(Data entries)
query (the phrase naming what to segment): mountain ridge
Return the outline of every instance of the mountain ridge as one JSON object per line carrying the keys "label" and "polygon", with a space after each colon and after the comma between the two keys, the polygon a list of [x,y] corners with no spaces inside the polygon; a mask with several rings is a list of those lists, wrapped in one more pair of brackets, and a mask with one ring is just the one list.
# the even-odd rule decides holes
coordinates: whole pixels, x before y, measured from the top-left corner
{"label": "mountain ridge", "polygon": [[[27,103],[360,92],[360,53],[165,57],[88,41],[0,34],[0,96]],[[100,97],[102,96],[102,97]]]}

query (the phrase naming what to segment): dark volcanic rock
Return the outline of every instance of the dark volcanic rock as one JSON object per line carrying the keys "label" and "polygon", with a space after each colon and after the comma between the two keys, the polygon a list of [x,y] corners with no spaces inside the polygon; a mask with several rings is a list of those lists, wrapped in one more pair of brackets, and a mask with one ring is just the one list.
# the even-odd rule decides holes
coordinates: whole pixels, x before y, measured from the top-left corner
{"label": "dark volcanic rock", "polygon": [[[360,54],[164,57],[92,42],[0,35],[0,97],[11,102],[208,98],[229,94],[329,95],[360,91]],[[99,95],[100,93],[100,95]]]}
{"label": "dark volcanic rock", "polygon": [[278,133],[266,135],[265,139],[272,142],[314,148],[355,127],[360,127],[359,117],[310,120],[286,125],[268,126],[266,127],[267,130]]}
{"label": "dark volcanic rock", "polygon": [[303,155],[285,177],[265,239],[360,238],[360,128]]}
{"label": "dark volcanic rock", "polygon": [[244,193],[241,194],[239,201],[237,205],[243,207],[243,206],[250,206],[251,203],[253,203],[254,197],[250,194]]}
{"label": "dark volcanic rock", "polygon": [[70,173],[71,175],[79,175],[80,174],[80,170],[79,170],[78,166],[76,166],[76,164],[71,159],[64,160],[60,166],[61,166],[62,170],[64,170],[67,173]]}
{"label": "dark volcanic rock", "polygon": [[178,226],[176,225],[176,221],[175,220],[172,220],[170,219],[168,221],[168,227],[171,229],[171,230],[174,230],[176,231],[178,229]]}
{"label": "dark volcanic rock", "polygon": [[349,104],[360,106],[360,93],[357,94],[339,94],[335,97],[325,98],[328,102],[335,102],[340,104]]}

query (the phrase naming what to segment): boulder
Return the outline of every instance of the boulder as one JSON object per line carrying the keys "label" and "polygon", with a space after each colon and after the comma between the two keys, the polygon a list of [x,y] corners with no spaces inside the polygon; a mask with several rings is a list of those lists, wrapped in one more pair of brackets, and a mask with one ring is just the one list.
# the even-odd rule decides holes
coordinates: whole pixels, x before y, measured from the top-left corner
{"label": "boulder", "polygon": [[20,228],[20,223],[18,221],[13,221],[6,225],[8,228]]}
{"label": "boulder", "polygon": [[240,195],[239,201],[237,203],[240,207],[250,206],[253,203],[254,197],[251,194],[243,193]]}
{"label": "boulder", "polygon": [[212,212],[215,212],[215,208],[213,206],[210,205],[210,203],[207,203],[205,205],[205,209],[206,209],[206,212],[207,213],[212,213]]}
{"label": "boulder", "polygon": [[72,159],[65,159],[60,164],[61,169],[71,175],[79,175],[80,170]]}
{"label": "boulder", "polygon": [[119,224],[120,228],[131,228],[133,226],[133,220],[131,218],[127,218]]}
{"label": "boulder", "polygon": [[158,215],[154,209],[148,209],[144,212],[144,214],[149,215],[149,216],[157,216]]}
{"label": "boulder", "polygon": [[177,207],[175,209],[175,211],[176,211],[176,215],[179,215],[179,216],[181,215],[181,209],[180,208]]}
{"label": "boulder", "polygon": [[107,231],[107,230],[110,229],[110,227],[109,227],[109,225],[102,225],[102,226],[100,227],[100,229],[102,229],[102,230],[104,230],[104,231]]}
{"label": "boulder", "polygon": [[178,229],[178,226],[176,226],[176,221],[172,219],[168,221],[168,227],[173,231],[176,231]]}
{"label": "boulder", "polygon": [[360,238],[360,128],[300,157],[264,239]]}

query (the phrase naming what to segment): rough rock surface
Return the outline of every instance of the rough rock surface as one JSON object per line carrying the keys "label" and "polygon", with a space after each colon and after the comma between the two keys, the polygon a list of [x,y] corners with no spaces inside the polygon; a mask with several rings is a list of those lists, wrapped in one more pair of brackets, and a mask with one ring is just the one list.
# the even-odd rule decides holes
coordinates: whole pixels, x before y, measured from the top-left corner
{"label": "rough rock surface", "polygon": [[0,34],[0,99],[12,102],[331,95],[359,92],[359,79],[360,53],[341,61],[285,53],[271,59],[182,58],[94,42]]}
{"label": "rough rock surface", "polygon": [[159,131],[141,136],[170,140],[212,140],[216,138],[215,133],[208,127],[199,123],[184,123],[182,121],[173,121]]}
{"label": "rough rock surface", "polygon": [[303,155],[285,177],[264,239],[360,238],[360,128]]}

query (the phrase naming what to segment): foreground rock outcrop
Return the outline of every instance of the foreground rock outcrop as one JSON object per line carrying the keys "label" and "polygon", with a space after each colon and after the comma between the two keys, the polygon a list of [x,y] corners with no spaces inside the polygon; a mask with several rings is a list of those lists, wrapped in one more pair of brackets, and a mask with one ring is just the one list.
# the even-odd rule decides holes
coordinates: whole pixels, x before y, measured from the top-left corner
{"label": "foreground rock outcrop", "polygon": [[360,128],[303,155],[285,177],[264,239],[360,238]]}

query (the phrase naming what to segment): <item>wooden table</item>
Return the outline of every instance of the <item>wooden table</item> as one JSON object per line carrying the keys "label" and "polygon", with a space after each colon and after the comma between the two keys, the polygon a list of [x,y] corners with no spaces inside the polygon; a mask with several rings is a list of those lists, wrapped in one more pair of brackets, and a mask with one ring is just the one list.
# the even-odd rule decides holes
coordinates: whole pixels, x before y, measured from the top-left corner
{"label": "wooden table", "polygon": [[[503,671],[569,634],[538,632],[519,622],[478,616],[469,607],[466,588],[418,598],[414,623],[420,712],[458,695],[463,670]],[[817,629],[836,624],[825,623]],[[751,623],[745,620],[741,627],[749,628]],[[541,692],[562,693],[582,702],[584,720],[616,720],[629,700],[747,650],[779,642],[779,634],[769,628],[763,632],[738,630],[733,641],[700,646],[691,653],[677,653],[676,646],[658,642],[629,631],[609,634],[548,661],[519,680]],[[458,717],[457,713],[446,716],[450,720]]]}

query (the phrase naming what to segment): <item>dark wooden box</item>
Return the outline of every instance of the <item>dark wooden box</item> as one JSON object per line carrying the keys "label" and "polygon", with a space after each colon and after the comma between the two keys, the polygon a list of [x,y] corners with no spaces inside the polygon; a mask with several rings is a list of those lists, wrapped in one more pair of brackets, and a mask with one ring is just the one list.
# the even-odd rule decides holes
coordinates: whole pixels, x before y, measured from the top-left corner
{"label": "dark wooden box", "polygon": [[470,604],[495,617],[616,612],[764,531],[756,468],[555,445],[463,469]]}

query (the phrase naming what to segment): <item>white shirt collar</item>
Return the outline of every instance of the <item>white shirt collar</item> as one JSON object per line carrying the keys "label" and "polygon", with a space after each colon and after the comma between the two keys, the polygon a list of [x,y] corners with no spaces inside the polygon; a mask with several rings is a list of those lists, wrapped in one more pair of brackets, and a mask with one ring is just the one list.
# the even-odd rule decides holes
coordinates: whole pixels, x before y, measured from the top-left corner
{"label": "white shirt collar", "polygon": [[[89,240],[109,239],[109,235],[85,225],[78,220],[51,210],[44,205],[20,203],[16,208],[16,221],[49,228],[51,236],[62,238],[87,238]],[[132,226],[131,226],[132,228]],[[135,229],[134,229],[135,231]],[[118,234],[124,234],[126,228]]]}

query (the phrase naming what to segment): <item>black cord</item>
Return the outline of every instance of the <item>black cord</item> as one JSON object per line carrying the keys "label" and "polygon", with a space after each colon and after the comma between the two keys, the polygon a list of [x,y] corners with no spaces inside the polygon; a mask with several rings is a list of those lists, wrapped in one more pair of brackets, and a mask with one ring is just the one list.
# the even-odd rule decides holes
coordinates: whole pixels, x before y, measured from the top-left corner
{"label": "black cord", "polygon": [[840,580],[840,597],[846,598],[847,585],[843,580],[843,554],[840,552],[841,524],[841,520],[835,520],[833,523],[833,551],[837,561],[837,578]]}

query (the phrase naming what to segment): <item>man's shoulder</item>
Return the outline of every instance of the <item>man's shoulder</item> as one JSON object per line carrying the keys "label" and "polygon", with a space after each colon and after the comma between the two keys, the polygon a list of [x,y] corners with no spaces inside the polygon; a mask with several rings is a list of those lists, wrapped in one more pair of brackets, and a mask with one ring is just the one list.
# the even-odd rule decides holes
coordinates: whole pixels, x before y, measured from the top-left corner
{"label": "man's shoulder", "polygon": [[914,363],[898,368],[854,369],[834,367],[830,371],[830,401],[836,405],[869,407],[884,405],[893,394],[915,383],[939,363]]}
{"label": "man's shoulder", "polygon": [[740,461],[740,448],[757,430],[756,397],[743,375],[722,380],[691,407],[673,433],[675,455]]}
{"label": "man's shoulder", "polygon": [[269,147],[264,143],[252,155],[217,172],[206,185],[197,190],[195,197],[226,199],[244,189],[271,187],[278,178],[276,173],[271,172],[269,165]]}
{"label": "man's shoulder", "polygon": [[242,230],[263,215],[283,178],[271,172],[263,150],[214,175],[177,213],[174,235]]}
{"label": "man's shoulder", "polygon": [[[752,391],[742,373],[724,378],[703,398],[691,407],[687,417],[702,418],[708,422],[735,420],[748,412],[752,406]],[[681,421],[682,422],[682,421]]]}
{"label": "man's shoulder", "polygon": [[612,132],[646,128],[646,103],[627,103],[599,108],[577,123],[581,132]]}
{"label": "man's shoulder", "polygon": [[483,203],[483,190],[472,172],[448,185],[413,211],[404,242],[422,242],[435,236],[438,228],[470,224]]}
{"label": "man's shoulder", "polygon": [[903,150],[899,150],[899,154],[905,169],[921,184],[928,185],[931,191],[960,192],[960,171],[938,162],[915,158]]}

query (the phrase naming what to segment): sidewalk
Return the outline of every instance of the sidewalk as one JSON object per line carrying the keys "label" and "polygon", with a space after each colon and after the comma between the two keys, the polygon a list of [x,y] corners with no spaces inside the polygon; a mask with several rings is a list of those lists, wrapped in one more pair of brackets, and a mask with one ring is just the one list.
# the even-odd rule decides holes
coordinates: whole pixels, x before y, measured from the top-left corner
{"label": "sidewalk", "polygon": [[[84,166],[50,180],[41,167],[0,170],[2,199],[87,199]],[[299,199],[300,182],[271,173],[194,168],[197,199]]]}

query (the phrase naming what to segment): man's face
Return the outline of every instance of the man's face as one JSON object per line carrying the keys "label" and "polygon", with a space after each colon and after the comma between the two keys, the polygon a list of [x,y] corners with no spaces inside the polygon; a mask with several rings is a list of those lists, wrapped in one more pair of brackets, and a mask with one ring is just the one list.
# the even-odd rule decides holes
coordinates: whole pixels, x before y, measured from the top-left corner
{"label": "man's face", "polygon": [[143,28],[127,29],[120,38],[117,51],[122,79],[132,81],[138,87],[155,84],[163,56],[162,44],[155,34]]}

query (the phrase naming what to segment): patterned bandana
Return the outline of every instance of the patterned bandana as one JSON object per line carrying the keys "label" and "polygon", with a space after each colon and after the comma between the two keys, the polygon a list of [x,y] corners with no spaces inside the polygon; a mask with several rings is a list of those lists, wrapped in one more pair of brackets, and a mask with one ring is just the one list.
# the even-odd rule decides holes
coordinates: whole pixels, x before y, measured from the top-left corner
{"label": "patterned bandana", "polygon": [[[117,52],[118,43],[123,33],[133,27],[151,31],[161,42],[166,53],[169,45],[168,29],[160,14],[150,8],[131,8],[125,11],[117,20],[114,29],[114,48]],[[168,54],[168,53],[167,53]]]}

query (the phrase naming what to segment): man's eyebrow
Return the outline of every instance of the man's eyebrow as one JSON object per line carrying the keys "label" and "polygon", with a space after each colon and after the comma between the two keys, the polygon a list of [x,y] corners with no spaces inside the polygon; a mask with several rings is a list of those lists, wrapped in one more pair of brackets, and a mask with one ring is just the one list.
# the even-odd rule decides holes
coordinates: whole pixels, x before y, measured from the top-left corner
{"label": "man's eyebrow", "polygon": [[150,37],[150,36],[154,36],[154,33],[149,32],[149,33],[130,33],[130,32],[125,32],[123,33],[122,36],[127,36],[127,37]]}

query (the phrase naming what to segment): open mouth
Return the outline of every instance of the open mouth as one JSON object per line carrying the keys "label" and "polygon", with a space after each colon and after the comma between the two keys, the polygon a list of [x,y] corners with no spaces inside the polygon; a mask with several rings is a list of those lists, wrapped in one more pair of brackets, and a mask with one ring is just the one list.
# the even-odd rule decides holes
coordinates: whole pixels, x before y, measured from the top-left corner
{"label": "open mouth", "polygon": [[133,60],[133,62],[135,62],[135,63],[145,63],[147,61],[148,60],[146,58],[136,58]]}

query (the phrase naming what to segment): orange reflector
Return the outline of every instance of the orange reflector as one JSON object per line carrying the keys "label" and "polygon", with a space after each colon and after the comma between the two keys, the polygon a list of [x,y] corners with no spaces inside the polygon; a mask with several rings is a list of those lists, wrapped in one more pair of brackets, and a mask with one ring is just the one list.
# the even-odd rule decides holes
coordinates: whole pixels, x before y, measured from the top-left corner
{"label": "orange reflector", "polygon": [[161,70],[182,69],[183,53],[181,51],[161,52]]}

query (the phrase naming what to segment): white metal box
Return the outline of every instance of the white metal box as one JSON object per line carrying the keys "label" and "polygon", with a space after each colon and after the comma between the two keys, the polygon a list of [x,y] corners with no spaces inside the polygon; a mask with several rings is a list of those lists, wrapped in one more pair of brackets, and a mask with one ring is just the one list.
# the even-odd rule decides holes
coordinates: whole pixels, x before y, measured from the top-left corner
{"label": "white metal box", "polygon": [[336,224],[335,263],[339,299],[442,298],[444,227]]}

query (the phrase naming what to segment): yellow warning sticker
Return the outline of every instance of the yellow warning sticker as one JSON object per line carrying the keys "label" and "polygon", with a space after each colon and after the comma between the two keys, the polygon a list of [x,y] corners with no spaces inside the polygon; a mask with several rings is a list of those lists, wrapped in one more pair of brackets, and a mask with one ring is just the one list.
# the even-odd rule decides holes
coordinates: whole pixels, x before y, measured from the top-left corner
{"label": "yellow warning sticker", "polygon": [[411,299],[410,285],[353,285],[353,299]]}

PROBLEM TO WORK ON ▸
The lines from the start of the entries above through the line containing "query (the phrase naming what to segment): dark" are the ones to return, please; copy them exactly and include both ends.

TASK RESPONSE ▸
query (the phrase naming what to segment): mountain ridge
Return the outline of every instance of the mountain ridge as one JSON object per line carrying the keys "label" and "polygon", with a space after each colon and after the comma between the two keys, the polygon a list of [x,y] corners with no spaces inside the polygon; a mask with several rings is a list of those lists, wrapped in one more pair of brackets, and a mask with one ring is just the one list.
# the even-odd rule decides holes
coordinates: whole pixels, x before y, measured from the top-left corner
{"label": "mountain ridge", "polygon": [[[27,103],[360,92],[360,53],[165,57],[88,41],[0,34],[0,96]],[[100,97],[102,96],[102,97]]]}

query (the phrase naming what to segment): dark volcanic rock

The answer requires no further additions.